START Records shown

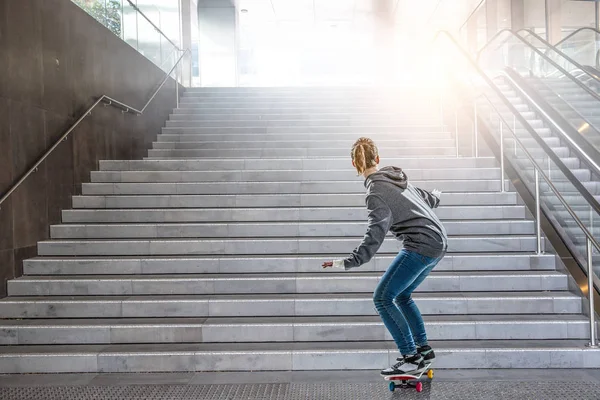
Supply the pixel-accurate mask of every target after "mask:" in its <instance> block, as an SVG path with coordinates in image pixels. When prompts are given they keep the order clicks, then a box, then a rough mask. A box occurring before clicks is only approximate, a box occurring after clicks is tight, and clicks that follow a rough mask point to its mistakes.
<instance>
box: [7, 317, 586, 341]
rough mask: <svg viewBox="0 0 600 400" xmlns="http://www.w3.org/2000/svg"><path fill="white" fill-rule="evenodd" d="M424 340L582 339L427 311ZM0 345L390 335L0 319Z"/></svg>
mask: <svg viewBox="0 0 600 400" xmlns="http://www.w3.org/2000/svg"><path fill="white" fill-rule="evenodd" d="M424 322H425V327H426V329H427V332H428V339H429V340H453V339H455V340H519V339H529V340H531V339H538V340H547V339H586V337H587V335H588V334H589V320H588V319H587V318H585V317H584V316H582V315H570V314H561V315H552V314H551V315H481V316H466V317H465V316H460V315H459V316H431V317H430V316H426V317H424ZM0 330H1V332H2V335H0V345H3V346H6V345H21V346H23V345H43V344H66V345H68V344H103V343H104V344H125V343H132V344H137V343H247V342H252V343H264V342H337V341H344V340H346V341H384V340H387V341H391V340H392V337H391V335H390V334H389V332H388V331H387V329H386V328H385V326H384V325H383V323H382V322H381V319H380V318H379V317H377V316H343V317H260V318H206V319H205V318H155V319H152V320H148V319H132V318H121V319H84V320H78V321H77V326H73V320H70V319H67V320H64V319H49V320H39V319H38V320H21V321H10V320H2V321H0Z"/></svg>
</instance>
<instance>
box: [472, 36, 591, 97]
mask: <svg viewBox="0 0 600 400" xmlns="http://www.w3.org/2000/svg"><path fill="white" fill-rule="evenodd" d="M505 32H508V33H510V34H512V37H515V38H517V39H518V40H520V41H521V42H523V44H525V46H527V47H529V48H531V50H533V51H534V52H536V53H537V54H538V55H539V56H540V57H542V58H543V59H544V60H545V61H547V62H549V63H550V64H552V66H554V68H556V69H557V70H559V71H560V72H562V73H563V74H564V75H565V76H566V77H567V78H568V79H570V80H571V81H573V82H574V83H575V84H576V85H577V86H579V87H580V88H582V89H583V90H584V91H586V92H587V93H588V94H589V95H590V96H592V97H593V98H594V99H595V100H597V101H598V102H600V95H598V93H596V92H594V91H593V90H592V89H590V88H589V87H588V86H587V85H585V84H584V83H583V82H581V81H580V80H579V79H577V78H575V77H574V76H573V75H571V74H570V73H568V72H567V70H565V69H564V68H563V67H561V66H560V65H558V64H557V63H555V62H554V61H553V60H552V59H550V57H548V56H547V55H545V54H544V53H543V52H541V51H540V50H539V49H538V48H536V47H535V46H534V45H532V44H531V43H529V42H528V41H527V40H525V39H524V38H523V37H522V36H521V35H517V34H516V33H515V32H514V31H512V30H510V29H502V30H501V31H499V32H498V33H496V34H495V35H494V36H493V37H492V39H490V41H489V42H487V43H486V44H485V45H484V46H483V47H482V48H481V49H480V50H479V52H478V53H477V60H478V61H479V58H480V57H481V54H482V53H483V51H484V50H485V49H486V48H487V47H488V46H489V45H490V44H491V43H492V42H493V41H494V40H496V38H497V37H498V36H499V35H501V34H503V33H505ZM505 42H506V40H505Z"/></svg>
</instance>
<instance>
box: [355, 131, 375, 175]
mask: <svg viewBox="0 0 600 400" xmlns="http://www.w3.org/2000/svg"><path fill="white" fill-rule="evenodd" d="M378 153H379V152H378V150H377V146H375V143H374V142H373V141H372V140H371V139H369V138H365V137H361V138H360V139H358V140H357V141H356V142H355V143H354V145H353V146H352V151H351V156H352V161H353V162H354V165H355V167H356V171H357V172H358V174H359V175H362V174H363V173H364V172H365V171H366V170H367V169H369V168H372V167H375V166H376V165H377V161H376V160H377V157H378V156H379V154H378Z"/></svg>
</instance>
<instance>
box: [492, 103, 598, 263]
mask: <svg viewBox="0 0 600 400" xmlns="http://www.w3.org/2000/svg"><path fill="white" fill-rule="evenodd" d="M481 96H483V97H485V99H486V100H487V101H488V103H489V105H490V106H491V107H492V108H493V109H494V111H495V112H496V114H498V117H499V118H500V119H501V120H502V121H503V123H504V125H506V127H507V128H508V130H509V131H510V132H511V134H512V136H513V139H514V140H515V141H516V142H517V143H518V144H519V146H520V147H521V149H522V150H523V151H524V153H525V155H526V156H527V158H528V159H529V161H530V162H531V164H533V166H534V168H535V169H537V170H538V171H539V173H540V175H541V177H542V178H544V180H545V181H546V183H548V186H549V187H550V188H551V189H552V191H553V192H554V194H555V195H556V197H557V198H558V199H559V200H560V202H561V203H562V204H563V206H564V207H565V208H566V209H567V211H568V212H569V214H571V216H572V217H573V219H574V220H575V222H576V223H577V225H579V227H580V228H581V230H583V231H584V233H585V235H586V236H587V237H588V239H590V240H591V241H592V243H593V244H594V246H595V247H596V248H597V249H598V250H599V251H600V243H599V242H598V241H597V240H596V238H594V235H592V233H591V232H590V231H589V230H588V228H587V227H586V226H585V224H584V223H583V221H581V219H580V218H579V217H578V216H577V214H576V213H575V211H573V209H572V208H571V206H570V205H569V204H568V203H567V201H566V200H565V199H564V197H563V196H562V195H561V194H560V192H559V191H558V189H557V188H556V186H554V184H553V183H552V182H551V181H550V178H548V176H546V174H545V173H544V170H543V168H542V167H540V166H539V165H538V163H537V161H535V159H534V158H533V156H532V155H531V153H529V151H528V150H527V148H526V147H525V145H524V144H523V142H521V139H519V137H518V136H517V135H516V133H515V132H514V131H513V130H512V128H511V127H510V124H509V123H508V122H507V121H506V120H505V119H504V117H503V116H502V113H501V112H500V111H499V110H498V109H497V108H496V106H494V104H493V102H492V100H491V99H490V98H489V97H488V96H487V95H486V94H485V93H481ZM500 145H501V146H502V144H500Z"/></svg>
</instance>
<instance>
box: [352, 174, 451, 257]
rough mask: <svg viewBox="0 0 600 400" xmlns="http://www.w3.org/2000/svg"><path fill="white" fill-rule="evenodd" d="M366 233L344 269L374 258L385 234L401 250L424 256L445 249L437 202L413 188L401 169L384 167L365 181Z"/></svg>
mask: <svg viewBox="0 0 600 400" xmlns="http://www.w3.org/2000/svg"><path fill="white" fill-rule="evenodd" d="M365 187H366V188H367V198H366V203H367V210H368V211H369V218H368V224H369V225H368V227H367V233H366V234H365V237H364V238H363V240H362V243H361V244H360V245H359V246H358V247H357V248H356V249H355V250H354V251H353V252H352V255H350V257H348V258H346V259H345V260H344V267H345V268H346V269H350V268H356V267H359V266H361V265H362V264H365V263H367V262H369V260H371V258H373V256H374V255H375V253H376V252H377V250H379V247H381V244H382V243H383V240H384V239H385V236H386V234H387V232H388V231H391V232H392V234H393V235H394V236H395V237H396V238H397V239H399V240H402V241H403V245H404V248H405V249H407V250H410V251H414V252H417V253H419V254H421V255H424V256H426V257H439V256H441V255H442V254H443V253H444V252H445V251H446V249H447V247H448V238H447V235H446V230H445V229H444V226H443V225H442V223H441V222H440V220H439V218H438V217H437V216H436V215H435V214H434V212H433V209H434V208H436V207H437V206H438V205H439V203H440V200H439V199H438V198H437V197H435V196H434V195H432V194H431V193H429V192H427V191H425V190H422V189H419V188H417V187H414V186H413V185H411V184H410V183H408V178H407V176H406V174H405V173H404V172H403V171H402V169H400V168H397V167H384V168H382V169H380V170H379V171H378V172H375V173H373V174H371V175H369V177H368V178H367V179H366V180H365Z"/></svg>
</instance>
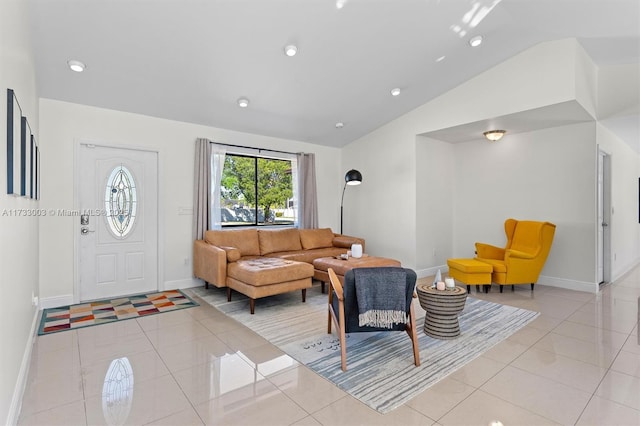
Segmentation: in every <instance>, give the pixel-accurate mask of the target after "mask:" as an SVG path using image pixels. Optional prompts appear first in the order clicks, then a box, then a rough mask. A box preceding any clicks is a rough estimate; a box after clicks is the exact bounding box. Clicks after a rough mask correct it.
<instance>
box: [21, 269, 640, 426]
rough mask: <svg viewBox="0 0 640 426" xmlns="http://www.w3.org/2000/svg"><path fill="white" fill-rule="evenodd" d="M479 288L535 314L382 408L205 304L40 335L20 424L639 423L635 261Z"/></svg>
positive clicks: (314, 424)
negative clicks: (296, 361)
mask: <svg viewBox="0 0 640 426" xmlns="http://www.w3.org/2000/svg"><path fill="white" fill-rule="evenodd" d="M310 291H319V284H317V283H316V285H315V286H314V288H313V289H312V290H310ZM472 295H473V296H474V297H480V298H483V299H487V300H491V301H495V302H499V303H505V304H509V305H513V306H518V307H521V308H526V309H531V310H536V311H539V312H540V313H541V315H540V316H539V318H537V319H536V320H535V321H533V322H532V323H531V324H529V325H528V326H526V327H525V328H523V329H522V330H520V331H519V332H518V333H516V334H514V335H513V336H511V337H510V338H509V339H507V340H506V341H504V342H502V343H501V344H499V345H497V346H496V347H494V348H493V349H491V350H490V351H488V352H486V353H485V354H484V355H483V356H481V357H479V358H477V359H476V360H474V361H472V362H471V363H469V364H468V365H466V366H465V367H463V368H462V369H460V370H458V371H456V372H455V373H453V374H451V375H450V376H449V377H447V378H445V379H443V380H442V381H440V382H439V383H437V384H436V385H434V386H433V387H431V388H430V389H428V390H426V391H424V392H423V393H422V394H420V395H418V396H417V397H415V398H414V399H412V400H411V401H409V402H407V403H406V404H405V405H403V406H401V407H399V408H398V409H396V410H394V411H392V412H391V413H389V414H387V415H381V414H379V413H377V412H376V411H373V410H371V409H370V408H368V407H367V406H365V405H363V404H361V403H359V402H358V400H356V399H354V398H352V397H351V396H349V395H348V394H346V393H344V392H343V391H341V390H340V389H338V388H337V387H335V386H334V385H332V384H331V383H329V382H327V381H326V380H324V379H323V378H321V377H320V376H317V375H316V374H314V373H313V372H311V371H310V370H308V369H307V368H305V367H304V366H301V365H299V364H298V363H297V362H296V361H294V360H293V359H291V358H289V357H288V356H286V355H285V354H283V353H282V352H281V351H280V350H278V349H277V348H276V347H274V346H272V345H271V344H269V343H268V342H267V341H266V340H264V339H262V338H261V337H259V336H257V335H256V334H254V333H253V332H252V331H250V330H249V329H247V328H245V327H243V326H242V325H240V324H239V323H237V322H235V321H234V320H231V319H229V318H227V317H226V316H225V315H223V314H221V313H220V312H218V311H216V310H215V309H214V308H211V307H210V306H208V305H206V304H204V303H203V304H202V305H201V306H200V307H197V308H191V309H187V310H184V311H179V312H174V313H167V314H161V315H156V316H151V317H146V318H141V319H137V320H129V321H121V322H118V323H114V324H106V325H101V326H97V327H90V328H86V329H81V330H77V331H67V332H62V333H58V334H53V335H49V336H44V337H38V338H37V339H36V342H35V346H34V348H33V356H32V362H31V369H30V375H29V379H28V385H27V389H26V392H25V395H24V399H23V406H22V413H21V415H20V419H19V424H21V425H32V424H39V425H56V424H63V425H85V424H87V425H98V424H114V425H116V424H117V425H121V424H135V425H142V424H157V425H200V424H220V425H234V424H237V425H253V424H255V425H263V426H264V425H432V424H437V425H490V424H499V423H493V422H498V421H499V422H501V423H502V424H504V425H547V424H562V425H574V424H575V425H640V330H639V329H638V321H639V319H640V318H639V312H638V310H639V308H640V267H637V268H636V269H635V270H633V271H632V272H630V273H629V274H627V275H626V276H625V277H624V278H623V279H620V280H619V282H617V283H615V284H612V285H609V286H607V287H605V288H604V289H603V291H602V292H601V293H600V294H599V295H597V296H596V295H592V294H586V293H581V292H574V291H567V290H561V289H557V288H553V287H545V286H537V287H536V290H535V291H534V292H533V293H531V292H530V291H529V289H528V286H521V287H516V291H515V292H511V290H510V288H505V292H504V293H502V294H500V293H499V291H498V290H497V287H496V286H494V287H493V289H492V291H491V293H489V294H487V295H484V294H477V293H476V292H475V290H472ZM256 314H259V311H257V313H256ZM132 373H133V374H132Z"/></svg>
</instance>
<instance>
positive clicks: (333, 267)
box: [313, 254, 401, 293]
mask: <svg viewBox="0 0 640 426" xmlns="http://www.w3.org/2000/svg"><path fill="white" fill-rule="evenodd" d="M379 266H401V265H400V262H399V261H398V260H395V259H388V258H386V257H377V256H368V255H366V254H364V255H362V257H360V258H355V257H350V258H349V259H348V260H343V259H337V258H335V257H321V258H319V259H316V260H314V261H313V268H314V271H313V278H314V279H316V280H318V281H320V282H321V283H322V292H323V293H324V285H325V283H328V282H329V273H328V272H327V271H328V269H329V268H331V269H333V271H334V272H335V273H336V275H337V276H338V279H339V280H340V282H341V283H342V282H344V274H345V273H346V272H347V271H348V270H350V269H353V268H375V267H379Z"/></svg>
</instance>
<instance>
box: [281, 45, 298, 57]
mask: <svg viewBox="0 0 640 426" xmlns="http://www.w3.org/2000/svg"><path fill="white" fill-rule="evenodd" d="M296 53H298V48H297V47H296V46H294V45H293V44H290V45H288V46H285V48H284V54H285V55H287V56H296Z"/></svg>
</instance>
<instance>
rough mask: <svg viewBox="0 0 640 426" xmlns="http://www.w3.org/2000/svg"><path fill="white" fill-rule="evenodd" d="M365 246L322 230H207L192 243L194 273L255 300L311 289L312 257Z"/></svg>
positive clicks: (312, 259)
mask: <svg viewBox="0 0 640 426" xmlns="http://www.w3.org/2000/svg"><path fill="white" fill-rule="evenodd" d="M352 244H362V246H363V249H364V240H363V239H362V238H356V237H349V236H345V235H340V234H335V233H333V231H332V230H331V229H330V228H320V229H297V228H284V229H256V228H250V229H233V230H227V229H225V230H211V231H206V232H205V238H204V240H197V241H195V243H194V247H193V271H194V275H195V276H196V277H197V278H200V279H202V280H204V281H205V285H206V287H207V288H208V287H209V283H211V284H213V285H215V286H216V287H227V295H228V298H229V300H230V299H231V289H233V290H236V291H238V292H240V293H243V294H245V295H247V296H248V297H249V298H250V304H251V312H252V313H253V310H254V306H255V299H257V298H260V297H265V296H270V295H274V294H279V293H285V292H289V291H294V290H302V299H303V302H304V299H305V294H306V293H305V292H306V289H307V288H309V287H311V279H312V277H313V274H314V268H313V265H312V263H313V261H314V259H317V258H320V257H332V256H339V255H340V254H343V253H346V252H347V251H348V250H350V249H351V245H352Z"/></svg>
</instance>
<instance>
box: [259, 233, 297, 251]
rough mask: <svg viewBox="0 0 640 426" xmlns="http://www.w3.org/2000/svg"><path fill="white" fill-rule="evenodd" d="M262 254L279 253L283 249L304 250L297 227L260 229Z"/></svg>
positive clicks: (284, 250)
mask: <svg viewBox="0 0 640 426" xmlns="http://www.w3.org/2000/svg"><path fill="white" fill-rule="evenodd" d="M258 240H259V242H260V254H261V255H263V256H264V255H265V254H270V253H277V252H281V251H295V250H302V246H301V245H300V234H299V232H298V229H296V228H287V229H269V230H266V229H259V230H258Z"/></svg>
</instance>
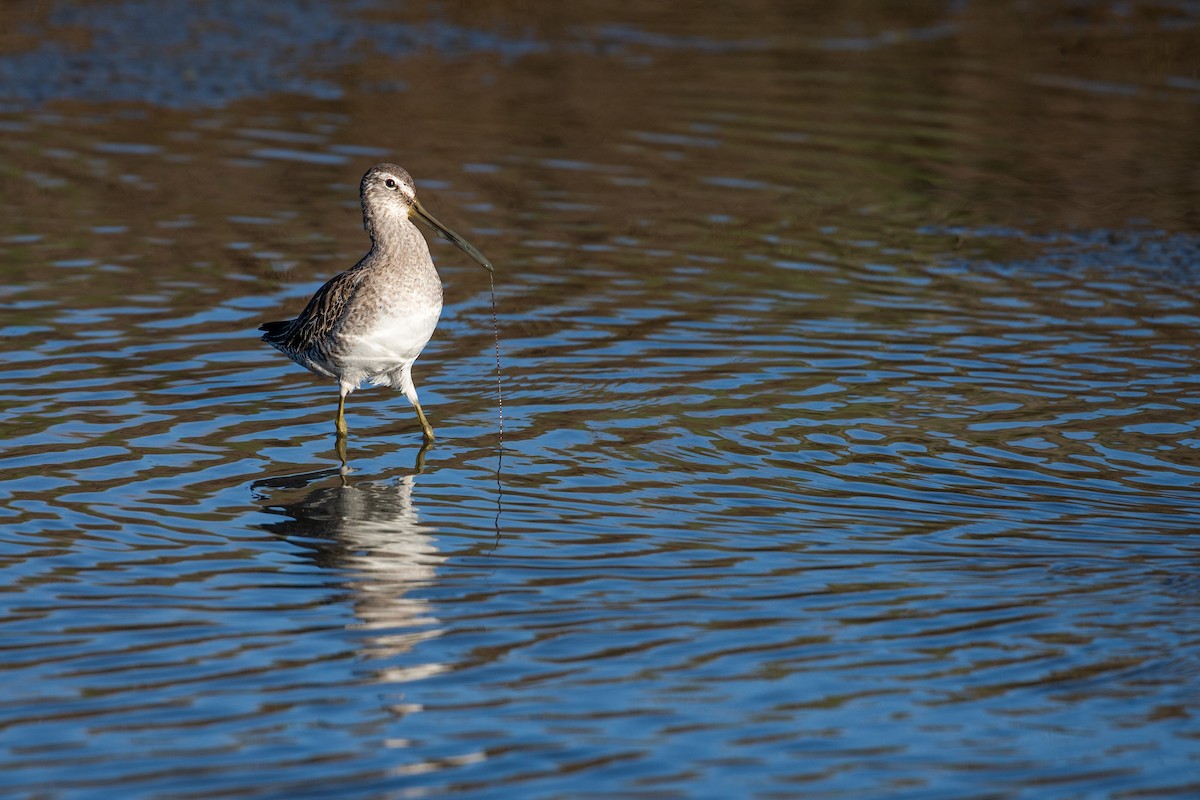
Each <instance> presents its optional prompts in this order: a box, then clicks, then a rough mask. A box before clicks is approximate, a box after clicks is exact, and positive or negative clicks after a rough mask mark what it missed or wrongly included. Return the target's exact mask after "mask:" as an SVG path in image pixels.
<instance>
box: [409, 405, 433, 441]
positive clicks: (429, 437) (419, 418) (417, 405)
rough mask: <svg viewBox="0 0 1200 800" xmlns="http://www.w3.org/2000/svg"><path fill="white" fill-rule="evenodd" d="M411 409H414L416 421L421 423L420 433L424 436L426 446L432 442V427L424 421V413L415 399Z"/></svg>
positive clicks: (428, 421)
mask: <svg viewBox="0 0 1200 800" xmlns="http://www.w3.org/2000/svg"><path fill="white" fill-rule="evenodd" d="M413 408H415V409H416V419H418V420H420V422H421V432H422V433H424V434H425V444H426V445H428V444H430V443H432V441H433V426H432V425H430V421H428V420H426V419H425V411H422V410H421V404H420V403H418V402H416V401H415V399H414V401H413Z"/></svg>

END Records shown

▶ **What the task requires**: Write out the material from its beginning up to and including the line that contains "340L582 339L427 311ZM0", replacing "instance" with "item" and keeping everything else the same. Omit the pictures from your answer.

▶ **Task result**:
Supply the pixel-accurate mask of every target after "mask:" in its <item> block, as an SVG path with coordinates in image pixels. When prompts are given they keep the order clicks, then a box, then a rough mask. A box occurring before clicks is only approximate, a box occurring after clicks is tight, and clicks that follow a rough mask point to its mistakes.
<item>
box: [7, 317, 586, 341]
rough mask: <svg viewBox="0 0 600 400" xmlns="http://www.w3.org/2000/svg"><path fill="white" fill-rule="evenodd" d="M424 340L582 339L427 311ZM0 345L390 335L0 319Z"/></svg>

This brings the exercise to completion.